Given problem:
Output every line of the records below as a JSON list of strings, one string per line, with blank lines omitted.

>> Start Supplied records

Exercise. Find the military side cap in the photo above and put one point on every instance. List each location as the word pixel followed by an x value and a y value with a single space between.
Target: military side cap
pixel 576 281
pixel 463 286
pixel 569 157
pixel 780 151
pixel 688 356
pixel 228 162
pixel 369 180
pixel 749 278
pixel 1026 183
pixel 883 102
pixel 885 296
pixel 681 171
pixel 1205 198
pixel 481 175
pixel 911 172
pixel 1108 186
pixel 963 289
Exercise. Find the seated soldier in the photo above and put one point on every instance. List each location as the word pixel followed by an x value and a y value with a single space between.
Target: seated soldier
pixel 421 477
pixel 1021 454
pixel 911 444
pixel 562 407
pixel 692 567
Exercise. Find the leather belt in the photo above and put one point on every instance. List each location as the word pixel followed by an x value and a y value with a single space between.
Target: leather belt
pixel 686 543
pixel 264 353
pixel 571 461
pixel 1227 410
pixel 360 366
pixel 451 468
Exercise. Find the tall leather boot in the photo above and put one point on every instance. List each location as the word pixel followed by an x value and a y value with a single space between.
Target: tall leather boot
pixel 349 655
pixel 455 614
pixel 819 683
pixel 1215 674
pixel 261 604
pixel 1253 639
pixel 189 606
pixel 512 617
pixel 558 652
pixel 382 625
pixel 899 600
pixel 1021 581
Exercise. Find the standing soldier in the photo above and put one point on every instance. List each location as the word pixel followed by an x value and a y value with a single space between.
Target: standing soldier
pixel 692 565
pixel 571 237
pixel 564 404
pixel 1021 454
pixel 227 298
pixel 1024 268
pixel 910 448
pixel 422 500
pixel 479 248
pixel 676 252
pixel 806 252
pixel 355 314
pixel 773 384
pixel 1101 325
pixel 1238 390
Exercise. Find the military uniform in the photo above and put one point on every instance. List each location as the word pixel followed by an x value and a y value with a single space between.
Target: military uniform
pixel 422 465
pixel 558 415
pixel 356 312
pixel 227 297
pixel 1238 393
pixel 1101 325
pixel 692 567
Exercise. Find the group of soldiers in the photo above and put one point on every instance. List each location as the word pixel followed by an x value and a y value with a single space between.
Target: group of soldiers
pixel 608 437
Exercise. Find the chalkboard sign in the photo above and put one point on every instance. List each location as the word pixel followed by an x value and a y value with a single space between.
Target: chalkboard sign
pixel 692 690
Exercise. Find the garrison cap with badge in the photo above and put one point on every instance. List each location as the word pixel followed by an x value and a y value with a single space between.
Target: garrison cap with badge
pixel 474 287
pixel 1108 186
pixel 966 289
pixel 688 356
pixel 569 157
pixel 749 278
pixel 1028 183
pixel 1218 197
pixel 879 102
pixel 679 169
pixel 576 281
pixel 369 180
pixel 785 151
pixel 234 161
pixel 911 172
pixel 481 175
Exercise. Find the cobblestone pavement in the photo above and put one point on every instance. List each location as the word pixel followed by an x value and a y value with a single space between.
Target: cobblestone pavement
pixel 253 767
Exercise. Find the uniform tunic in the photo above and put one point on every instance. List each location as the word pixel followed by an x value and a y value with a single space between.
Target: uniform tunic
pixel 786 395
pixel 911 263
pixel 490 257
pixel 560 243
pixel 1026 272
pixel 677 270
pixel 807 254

>> End Supplied records

Exercise answer:
[
  "Exercise. Find the military side cap in the photo above and put one point on every instance. List each location as the word pixel followed by an x value and a y value with a single space between.",
  "Target: military side cap",
  "pixel 576 281",
  "pixel 463 286",
  "pixel 569 157",
  "pixel 780 151",
  "pixel 688 356",
  "pixel 228 162",
  "pixel 369 180",
  "pixel 749 278",
  "pixel 1026 183",
  "pixel 883 102",
  "pixel 885 296",
  "pixel 681 171",
  "pixel 1205 198",
  "pixel 481 175",
  "pixel 911 172",
  "pixel 1108 186",
  "pixel 963 289",
  "Exercise. Find the seated soldier in the photo above and put one point on every instance. List each location as the word pixel followed by an x value and a y value with a single space between.",
  "Target: seated soldier",
  "pixel 421 477",
  "pixel 1021 454",
  "pixel 911 444",
  "pixel 562 407",
  "pixel 692 567",
  "Exercise. Find the leather belt in the photo above and put one point on every instance. List each location as the word pixel followed by an x value and a y value with a single space between.",
  "Target: leather belt",
  "pixel 686 543",
  "pixel 264 353",
  "pixel 571 461",
  "pixel 1227 410",
  "pixel 360 366",
  "pixel 451 468",
  "Exercise. Find the tall leather boot in the photo above and put one point on every instance. List each location as the word pixel followed by an x value and a y value with a single space between.",
  "Target: tall leather boot",
  "pixel 349 655",
  "pixel 455 614",
  "pixel 819 683",
  "pixel 1215 674",
  "pixel 261 604",
  "pixel 1253 639",
  "pixel 189 606",
  "pixel 512 617",
  "pixel 558 652",
  "pixel 382 625",
  "pixel 899 600",
  "pixel 1021 581",
  "Exercise. Find the standing soldier in the photo above and put one point on every instance. List each location as the word pixel followed by an x value and a y value with a single space between.",
  "Target: standing soldier",
  "pixel 692 565",
  "pixel 571 237",
  "pixel 564 404",
  "pixel 1021 454",
  "pixel 227 298",
  "pixel 1024 268",
  "pixel 910 448",
  "pixel 422 500",
  "pixel 479 248",
  "pixel 676 252",
  "pixel 806 252",
  "pixel 355 314",
  "pixel 773 384",
  "pixel 1101 325",
  "pixel 1238 390",
  "Exercise. Find the military uniform in the photo above and put one point on every instance. List each location as the word pixel followed by an x value and a y value with a single space between.",
  "Target: military uniform",
  "pixel 422 465",
  "pixel 558 415",
  "pixel 356 312",
  "pixel 227 297",
  "pixel 1238 393",
  "pixel 1101 325",
  "pixel 692 567",
  "Exercise. Find the group of soldiers in the photo above and put one point on every instance. List each location as the word pixel followed by an x value and a y value with a single space between.",
  "Target: group of soldiers",
  "pixel 608 437",
  "Exercise. Find the chalkboard sign in the photo above and put one point on every instance. List each location as the word pixel followed by an x value and a y value with a single space between.",
  "Target: chalkboard sign",
  "pixel 692 690",
  "Exercise. Find the garrison cap with badge in the photo above and put one point on every instance. List each location as the word pixel followed by an x value and a y value with a single space between.",
  "Target: garrison cap with badge",
  "pixel 474 287",
  "pixel 1108 186",
  "pixel 966 289",
  "pixel 688 356",
  "pixel 569 157",
  "pixel 749 278",
  "pixel 1028 183",
  "pixel 1218 197",
  "pixel 879 102",
  "pixel 679 169",
  "pixel 576 281",
  "pixel 369 180",
  "pixel 785 151",
  "pixel 234 161",
  "pixel 911 172",
  "pixel 481 175",
  "Exercise. Find the cobblestone pavement in the photo above and put one point on every instance. List each location as the word pixel followed by an x value and a y value with a single space between.",
  "Target: cobblestone pavement",
  "pixel 253 767",
  "Exercise. Find the uniform tunic in the photo above and put one point on every instance. List each location as the word pixel followed by an x value and a y value with a single space between.",
  "Target: uniform tunic",
  "pixel 786 395",
  "pixel 911 263",
  "pixel 490 257",
  "pixel 560 243",
  "pixel 1026 272",
  "pixel 677 270",
  "pixel 807 254"
]